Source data

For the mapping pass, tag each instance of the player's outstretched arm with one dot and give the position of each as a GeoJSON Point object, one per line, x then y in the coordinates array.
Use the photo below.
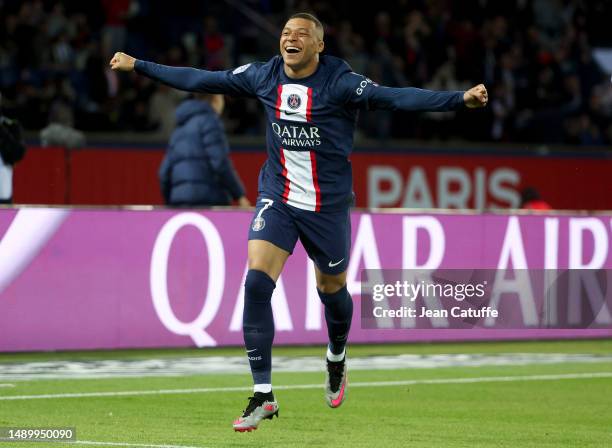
{"type": "Point", "coordinates": [364, 93]}
{"type": "Point", "coordinates": [186, 78]}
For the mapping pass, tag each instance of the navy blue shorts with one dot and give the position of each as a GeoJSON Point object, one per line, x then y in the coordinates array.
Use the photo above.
{"type": "Point", "coordinates": [325, 236]}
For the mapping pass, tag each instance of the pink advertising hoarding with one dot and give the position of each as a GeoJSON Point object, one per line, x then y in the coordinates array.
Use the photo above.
{"type": "Point", "coordinates": [89, 279]}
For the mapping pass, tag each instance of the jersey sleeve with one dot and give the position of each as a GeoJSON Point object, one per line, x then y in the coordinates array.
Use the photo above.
{"type": "Point", "coordinates": [360, 92]}
{"type": "Point", "coordinates": [241, 81]}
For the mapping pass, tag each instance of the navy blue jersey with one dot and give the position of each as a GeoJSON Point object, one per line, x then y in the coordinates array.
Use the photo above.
{"type": "Point", "coordinates": [310, 121]}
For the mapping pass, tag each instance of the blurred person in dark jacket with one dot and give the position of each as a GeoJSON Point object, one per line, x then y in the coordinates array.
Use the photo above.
{"type": "Point", "coordinates": [12, 150]}
{"type": "Point", "coordinates": [197, 170]}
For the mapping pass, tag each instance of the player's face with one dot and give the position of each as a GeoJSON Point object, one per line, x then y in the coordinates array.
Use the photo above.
{"type": "Point", "coordinates": [300, 44]}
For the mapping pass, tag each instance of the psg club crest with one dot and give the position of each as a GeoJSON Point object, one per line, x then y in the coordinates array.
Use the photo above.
{"type": "Point", "coordinates": [258, 224]}
{"type": "Point", "coordinates": [294, 101]}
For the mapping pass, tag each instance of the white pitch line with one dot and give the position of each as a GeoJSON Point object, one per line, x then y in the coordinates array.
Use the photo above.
{"type": "Point", "coordinates": [144, 445]}
{"type": "Point", "coordinates": [481, 379]}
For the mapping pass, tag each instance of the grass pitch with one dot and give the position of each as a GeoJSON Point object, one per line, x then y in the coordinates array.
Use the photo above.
{"type": "Point", "coordinates": [554, 405]}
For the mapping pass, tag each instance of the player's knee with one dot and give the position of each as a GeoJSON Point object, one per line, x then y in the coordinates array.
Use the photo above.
{"type": "Point", "coordinates": [258, 287]}
{"type": "Point", "coordinates": [331, 286]}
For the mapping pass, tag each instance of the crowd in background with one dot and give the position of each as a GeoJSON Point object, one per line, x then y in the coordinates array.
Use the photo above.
{"type": "Point", "coordinates": [535, 57]}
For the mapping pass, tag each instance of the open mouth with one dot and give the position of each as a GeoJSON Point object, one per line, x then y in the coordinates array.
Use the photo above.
{"type": "Point", "coordinates": [292, 50]}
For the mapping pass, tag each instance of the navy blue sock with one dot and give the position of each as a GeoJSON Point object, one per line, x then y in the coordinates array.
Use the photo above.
{"type": "Point", "coordinates": [258, 324]}
{"type": "Point", "coordinates": [338, 315]}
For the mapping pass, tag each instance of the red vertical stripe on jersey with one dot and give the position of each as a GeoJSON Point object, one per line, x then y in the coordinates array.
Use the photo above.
{"type": "Point", "coordinates": [309, 105]}
{"type": "Point", "coordinates": [284, 165]}
{"type": "Point", "coordinates": [315, 177]}
{"type": "Point", "coordinates": [278, 102]}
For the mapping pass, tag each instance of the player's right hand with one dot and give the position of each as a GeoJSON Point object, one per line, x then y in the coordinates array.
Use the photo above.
{"type": "Point", "coordinates": [123, 62]}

[AIM OF THE TASK]
Without including the pictures, return each record above exactly as it stands.

[TASK RESULT]
For the mapping pass, tag each instance of the player's outstretched arm with one dot and give the position of each as a GeoJSON Point object, one per line, x then y in the coordinates array.
Use the photo below.
{"type": "Point", "coordinates": [364, 93]}
{"type": "Point", "coordinates": [186, 78]}
For the mapping pass, tag each instance of the navy blue shorts with one dot and give the position of each as a GeoJSON Point object, one per line, x then y in the coordinates array.
Use the photo above.
{"type": "Point", "coordinates": [325, 236]}
For the mapping pass, tag each instance of the pink advertising hoarding with one dot and give the position of each as a GeoJSON Point object, one per line, x then y in the coordinates array.
Use the photo above.
{"type": "Point", "coordinates": [89, 279]}
For the mapping pass, tag each instance of the jersey sleeve with one dot and give the position of each as a GeoJSON Point object, one per line, x then y in the coordinates array.
Use the photo above.
{"type": "Point", "coordinates": [360, 92]}
{"type": "Point", "coordinates": [241, 81]}
For the mapping pass, tag each instance of the navy blue jersey with one dot and give the position of each as a GeoJSON Point object, one per line, x then y in the coordinates array.
Use the photo above.
{"type": "Point", "coordinates": [310, 121]}
For the mapping pass, tag each instance of the blurred person in dark jacket with one dot and give the position of each as a GeoJSON Point object, one per line, x then y in the coordinates array.
Use the photo above.
{"type": "Point", "coordinates": [12, 150]}
{"type": "Point", "coordinates": [197, 170]}
For the mapping pass, tag each instance of the player's face with one dot and give the position of each as a GeoJSON Point object, one per line, x then y in the coordinates array.
Use the photo above.
{"type": "Point", "coordinates": [300, 44]}
For the mapping pass, tag each instance of the psg club crest with one dot and give the position of each as a GeoJSON Point object, one per line, x then y in the coordinates array.
Use the photo above.
{"type": "Point", "coordinates": [258, 224]}
{"type": "Point", "coordinates": [294, 101]}
For the mapping pass, tag each instance of the white pitch line with one dot and give the position of each as a GeoJSON Point object, one per line, x then y in the coordinates array.
Use the photo above.
{"type": "Point", "coordinates": [144, 445]}
{"type": "Point", "coordinates": [481, 379]}
For the mapping pass, tag each instance of the grass pitch with one dot and give the position of each as a GeoJSON Point object, one per line, x then y in the coordinates array.
Use the photo above.
{"type": "Point", "coordinates": [554, 405]}
For the mapping pass, tag each instance of the player's knee with one dot and give the position of each as a GeoJSON Point object, one per line, x then y in the coordinates array.
Use the photo above.
{"type": "Point", "coordinates": [258, 287]}
{"type": "Point", "coordinates": [331, 286]}
For the mapping pass, tag each instance of the crowd in background with one dot and give the position of each as a GeoJSON Point object, one per line, x then y in the coordinates array.
Use the photo above.
{"type": "Point", "coordinates": [535, 57]}
For the mapping pass, tag each instance of the open mouth with one dot and give the position of each as a GeoJSON Point object, one per line, x then y in the coordinates array.
Use the photo above.
{"type": "Point", "coordinates": [292, 50]}
For the mapping pass, tag each instance of the navy blue sock with one dot and give the position of each as a GeoJSON Point object, one per line, x then y in the coordinates array.
Use the photo above.
{"type": "Point", "coordinates": [258, 324]}
{"type": "Point", "coordinates": [338, 315]}
For the mapping pass, tag each instance of the red vertical stripe on jersey with one dot and give the position of each as a GeoJSON Point object, one per line, x then y in the coordinates array.
Use the photo above.
{"type": "Point", "coordinates": [309, 105]}
{"type": "Point", "coordinates": [284, 165]}
{"type": "Point", "coordinates": [315, 177]}
{"type": "Point", "coordinates": [278, 102]}
For the mapping pass, tag each instance of the player's right hand with one dot and give the position of each as a GeoJSON Point object, one per line, x then y in the coordinates array.
Use the photo above.
{"type": "Point", "coordinates": [123, 62]}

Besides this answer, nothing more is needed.